> **Document excerpt**

<<<<

I'm not saying you aren't entitled to your personal feelings, and whether you use it or not is of course your prerogative. I'm saying--does the fact that something makes you personally uncomfortable justify challenging it when many others seem fine with it, and especially when it isn't something offensive or disrespectful or hurtful?

I don't use that emoji either but I don't consider that justification for saying it should be changed.


----------



## L'irlandais

Another forum I frequently visit has this cool 🤷 While it in no way means thanks, it is one I’d like to see on WR.  But that is apparently interpreted differently on the other side of the Atlantic.


----------



## Barque

L'irlandais said:


> Another forum I frequently visit has this cool 🤷


I initially thought it was an angel with wings (Christian culture), then thought it might be a monkey (lots of people wouldn't like that either) and then realised it's a child touching his/her ears.

I'm fine with it whatever it is, but there'll probably be others who'll "misread" it just as I did and won't bother to look again.


----------



## DonnyB

L'irlandais said:


> Another forum I frequently visit has this cool 🤷 While it in no way means thanks, it is one I’d like to see on WR.  But that is apparently interpreted differently on the other side of the Atlantic.

>>>>

> **Information supplied**
<<<<

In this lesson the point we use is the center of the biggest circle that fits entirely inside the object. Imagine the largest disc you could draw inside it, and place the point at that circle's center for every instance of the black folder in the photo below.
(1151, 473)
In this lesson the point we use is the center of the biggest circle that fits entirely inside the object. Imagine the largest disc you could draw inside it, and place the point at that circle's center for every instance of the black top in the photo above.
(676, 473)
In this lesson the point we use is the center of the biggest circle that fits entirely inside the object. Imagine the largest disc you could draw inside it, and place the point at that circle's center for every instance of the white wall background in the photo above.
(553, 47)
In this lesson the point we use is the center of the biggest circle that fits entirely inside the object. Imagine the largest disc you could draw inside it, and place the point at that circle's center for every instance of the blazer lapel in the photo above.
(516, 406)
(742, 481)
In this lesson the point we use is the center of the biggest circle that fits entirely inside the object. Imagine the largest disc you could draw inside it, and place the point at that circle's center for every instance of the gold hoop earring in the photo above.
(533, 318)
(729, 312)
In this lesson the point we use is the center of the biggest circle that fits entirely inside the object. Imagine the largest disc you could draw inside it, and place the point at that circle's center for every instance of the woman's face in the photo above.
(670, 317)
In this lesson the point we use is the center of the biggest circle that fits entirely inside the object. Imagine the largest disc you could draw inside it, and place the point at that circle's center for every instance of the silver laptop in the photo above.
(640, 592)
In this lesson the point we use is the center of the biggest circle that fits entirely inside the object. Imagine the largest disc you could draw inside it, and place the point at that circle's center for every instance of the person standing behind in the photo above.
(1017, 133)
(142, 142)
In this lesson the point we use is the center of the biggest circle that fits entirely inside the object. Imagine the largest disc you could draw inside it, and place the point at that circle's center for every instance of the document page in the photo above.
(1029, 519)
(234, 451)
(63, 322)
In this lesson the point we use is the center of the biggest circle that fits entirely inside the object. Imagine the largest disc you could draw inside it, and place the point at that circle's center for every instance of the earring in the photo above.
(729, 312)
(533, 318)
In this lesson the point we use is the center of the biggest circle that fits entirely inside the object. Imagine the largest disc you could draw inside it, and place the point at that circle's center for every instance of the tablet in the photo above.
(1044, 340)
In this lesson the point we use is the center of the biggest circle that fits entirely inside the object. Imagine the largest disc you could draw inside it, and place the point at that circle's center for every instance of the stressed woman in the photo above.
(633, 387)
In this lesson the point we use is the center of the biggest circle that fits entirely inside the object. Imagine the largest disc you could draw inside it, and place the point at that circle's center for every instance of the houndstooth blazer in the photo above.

>>>>

> **Goal 1**
List each thing Barque says, in the forum thread, that the emoji was first thought to be or turned out to be.
> **Goal 2**
In the forum thread, where does L'irlandais say the emoji is apparently interpreted differently?

> **Exercise response 1**
- an angel with wings
- a monkey
- a child touching his/her ears

> **Exercise response 2**
On the other side of the Atlantic.